#### [TEXT SHOWN]
★ ★ ★ ★ ★ ★ ★

This guide covers performance optimization, benchmarking, and best practices for datalogic-rs.

Performance Characteristics

Compilation vs Evaluation

datalogic-rs uses a two-phase approach:

  1. Compilation (slower): Parse and optimize the JSONLogic expression
  2. Evaluation (faster): Execute compiled logic against data

Best practice: compile once, evaluate many times.

#![allow(unused)]
fn main() {
use datalogic_rs::Engine;

let engine = Engine::new();
let compiled = engine.compile(rule_json).unwrap();

let mut session = engine.session();
for data in datasets {
    session.eval_str(&compiled, data)?;
}
}

OpCode Dispatch

Built-in operators use direct OpCode dispatch instead of string lookups:

  • 59 built-in operators have direct dispatch
  • Custom operators use a single map lookup
  • No runtime reflection or dynamic dispatch

Memory Efficiency

v5 optimizations:

  • Arena allocation&DataValue<'a> results live in a bumpalo::Bump for one evaluation. Read-through ops like var borrow zero-copy from the caller’s input.
  • Reusable arenasSession reuses one Bump across calls; the caller calls session.reset() between batches so peak memory tracks the largest single evaluation rather than the sum.
  • Pre-built literal singletons — trivial literals (Null, Bool, empty primitives) are static and incur no per-call allocation.
  • Arc<Logic> — cheap clone for cross-thread sharing.

Benchmarking

Running Benchmarks

The benchmark harness lives in its own dev-only crate, datalogic-bench, under tools/benchmark/. Two binaries share a common harness:

# Single-engine benchmark (datalogic-rs alone, fast arena path)

★ ★ ★ ★ ★ ★ ★

#### [EXERCISES]
1. Output everything in the datalogic-rs performance guide from "Memory Efficiency" down to "than the sum.", copied exactly.
2. Write the next part of the datalogic-rs performance guide, picking up right after its final line.

★ ★ ★ ★ ★ ★ ★

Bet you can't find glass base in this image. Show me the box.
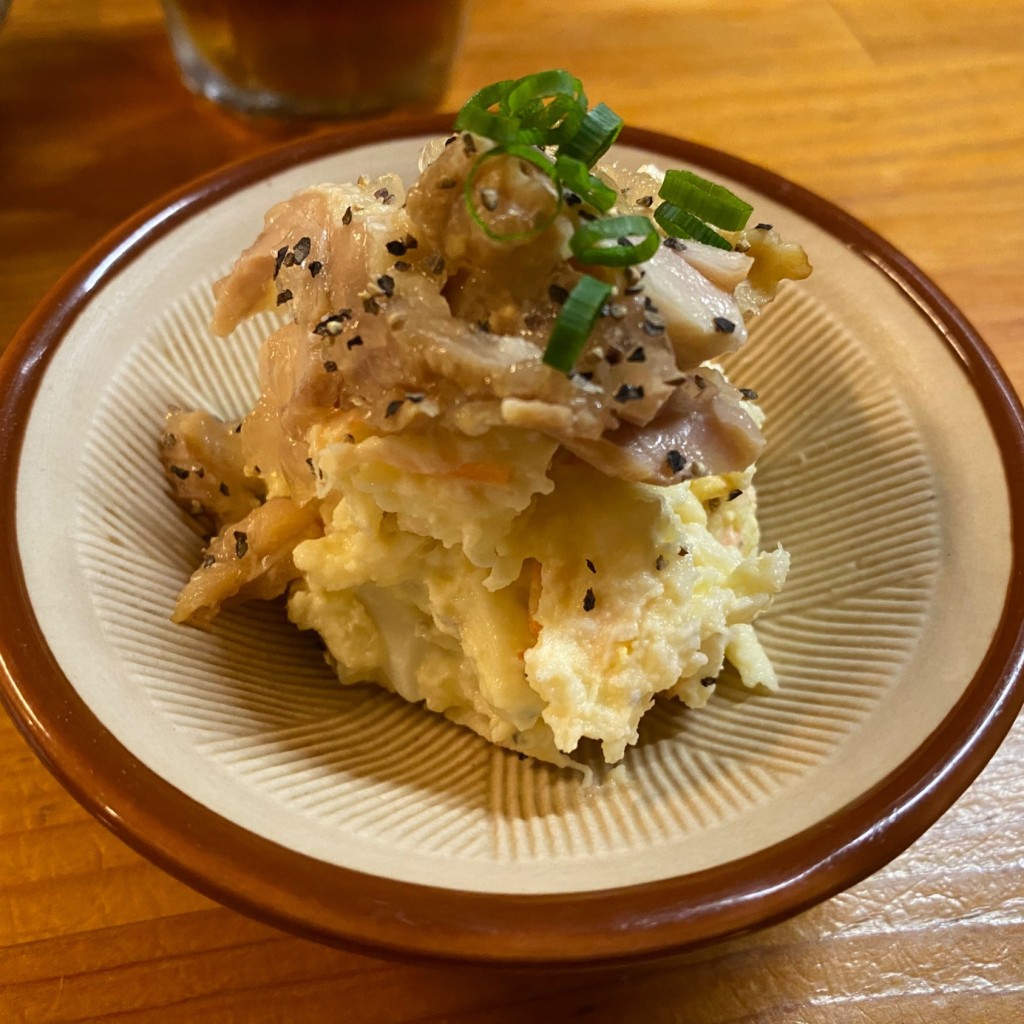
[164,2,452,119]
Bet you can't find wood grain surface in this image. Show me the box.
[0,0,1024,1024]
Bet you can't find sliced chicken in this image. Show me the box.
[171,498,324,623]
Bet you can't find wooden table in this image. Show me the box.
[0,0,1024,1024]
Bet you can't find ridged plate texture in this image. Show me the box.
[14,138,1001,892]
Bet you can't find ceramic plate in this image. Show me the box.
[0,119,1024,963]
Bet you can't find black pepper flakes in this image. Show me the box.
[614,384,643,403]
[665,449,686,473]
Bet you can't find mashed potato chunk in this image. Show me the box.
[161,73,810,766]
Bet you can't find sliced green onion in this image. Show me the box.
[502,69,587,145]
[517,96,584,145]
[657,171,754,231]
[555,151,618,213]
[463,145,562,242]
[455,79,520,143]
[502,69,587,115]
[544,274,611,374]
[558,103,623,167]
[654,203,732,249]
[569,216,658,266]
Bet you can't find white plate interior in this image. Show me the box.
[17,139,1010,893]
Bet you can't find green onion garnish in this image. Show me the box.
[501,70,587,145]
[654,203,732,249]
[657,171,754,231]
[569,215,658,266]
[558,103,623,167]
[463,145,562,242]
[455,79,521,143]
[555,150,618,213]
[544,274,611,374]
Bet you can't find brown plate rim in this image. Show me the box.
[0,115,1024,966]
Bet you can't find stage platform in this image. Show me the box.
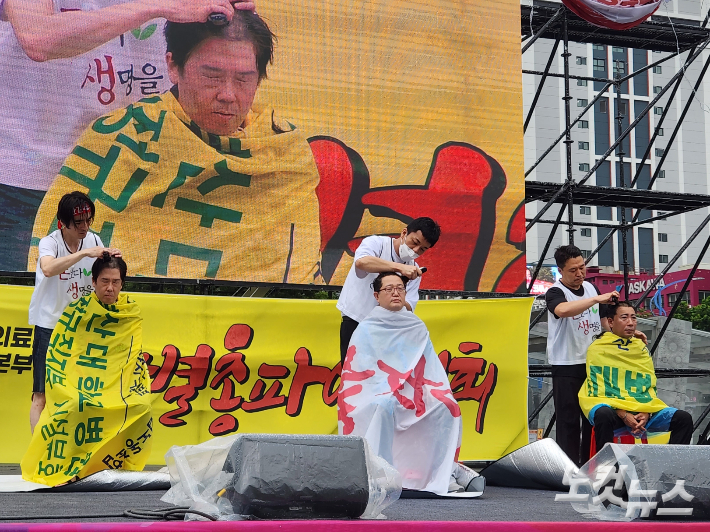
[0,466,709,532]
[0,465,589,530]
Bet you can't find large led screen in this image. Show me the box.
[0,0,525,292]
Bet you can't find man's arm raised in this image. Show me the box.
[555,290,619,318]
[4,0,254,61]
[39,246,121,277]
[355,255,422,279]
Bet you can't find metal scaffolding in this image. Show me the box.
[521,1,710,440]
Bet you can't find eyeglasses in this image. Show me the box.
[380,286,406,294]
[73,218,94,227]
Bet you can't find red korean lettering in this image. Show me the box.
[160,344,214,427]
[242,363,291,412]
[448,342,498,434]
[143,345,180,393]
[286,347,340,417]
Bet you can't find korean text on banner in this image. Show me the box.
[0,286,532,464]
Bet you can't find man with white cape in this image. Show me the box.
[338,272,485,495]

★ ★ ★ ★ ★ ★ ★

#### [SET OF ANSWERS]
1.
Memory Efficiency

v5 optimizations:

  • Arena allocation&DataValue<'a> results live in a bumpalo::Bump for one evaluation. Read-through ops like var borrow zero-copy from the caller’s input.
  • Reusable arenasSession reuses one Bump across calls; the caller calls session.reset() between batches so peak memory tracks the largest single evaluation rather than the sum.

2.
cargo run --release -p datalogic-bench --bin self
cargo run --release -p datalogic-bench --bin self -- --all   # every suite + JSON report

# Cross-library comparison (only datalogic-rs ships by default; see
# tools/benchmark/README.md for adding more subjects)
cargo run --release -p datalogic-bench --bin compare -- --all

Reports land in tools/benchmark/output/ (gitignored).

Creating Custom Benchmarks

use std::time::Instant;
use datalogic_rs::Engine;

fn main() {
    let engine = Engine::new();
    let compiled = engine.compile(r#"{"==": [{"var": "x"}, 1]}"#).unwrap();
    let mut session = engine.session();

    let iterations = 100_000;
    let start = Instant::now();

    for _ in 0..iterations {
        let _ = session.eval_str(&compiled, r#"{"x": 1}"#);
    }

    let elapsed = start.elapsed();
    let per_op = elapsed / iterations;
    println!("Time per evaluation: {:?}", per_op);
}

For the absolute hot path, drop down to Engine::evaluate and manage the arena yourself — the result is a zero-copy &DataValue<'a> and avoids the deep-clone Session does at the boundary.

#![allow(unused)]
fn main() {
use bumpalo::Bump;

let arena = Bump::new();
let result = engine.evaluate(&compiled, r#"{"x": 1}"#, &arena).unwrap();
// `result` is `&DataValue<'_>` — borrows from `arena`.
}

Optimization Tips

1. Reuse Compiled Rules

#![allow(unused)]
fn main() {
// Good
let compiled = engine.compile(rule).unwrap();
for data in datasets {
    session.eval_str(&compiled, data)?;
}

// Bad — recompiles every iteration
for data in datasets {
    let compiled = engine.compile(rule).unwrap();
    engine.eval_str(rule, data)?;
    let _ = compiled;
}
}

2. Pick the Right Entry Point

Caller has on handBest entry point
JSON strings, no engine configdatalogic_rs::eval_str(rule, data)
JSON strings (one-shot via configured engine)Engine::eval_str(rule, data)
JSON strings (many runs)Session::eval_str(&compiled, data)
OwnedDataValue (many runs)Session::eval(&compiled, &owned)OwnedDataValue
Typed T from serde_json (feature = "serde_json")Session::eval_into::<T, _>(&compiled, data)
Borrowed result, session-owned arenaSession::eval_borrowed(&compiled, data)
Hot path, owns the BumpEngine::evaluate(&compiled, data, &arena)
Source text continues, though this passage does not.